-- TASK STATEMENT --
Can you reproduce all of the rows below, requests included, with every x,y coordinate in the answers multiplied by 0.85 and rounded to a whole number, halves rounding up? Leave the requests and their format samples unchanged.

-- SOURCE RECORDS --
— Start —

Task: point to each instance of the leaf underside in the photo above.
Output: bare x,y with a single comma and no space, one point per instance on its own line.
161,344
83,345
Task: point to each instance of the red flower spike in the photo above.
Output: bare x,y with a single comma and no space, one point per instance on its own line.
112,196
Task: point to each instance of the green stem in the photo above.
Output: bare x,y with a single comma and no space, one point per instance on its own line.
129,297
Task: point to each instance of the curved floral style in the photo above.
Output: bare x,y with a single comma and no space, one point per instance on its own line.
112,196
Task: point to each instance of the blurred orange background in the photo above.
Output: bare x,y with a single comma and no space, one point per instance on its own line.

— End —

-- RESPONSE TO THIS TASK --
Task: point to each instance of the leaf underside in the photo above.
Output: bare x,y with a single comma and no space, one point per instance on its own line.
137,292
71,293
Task: point to each instance of the red flower spike in the photo above.
Output: bare x,y with a single comma and no space, one point per instance on its own line.
95,167
Task: point to each instance of the green stem in the photo above.
Output: bare x,y with a single comma and no space, one point per instance on its own line.
110,252
Task: point to each instance of the curved floral style in the photo above.
Output: bare x,y with a single comma and no space, one point per instance on its own line.
95,167
Task: point to each instance of the blurred orange background in the photo above.
Output: bare x,y with a single comma and no space, one point per instance on its own line.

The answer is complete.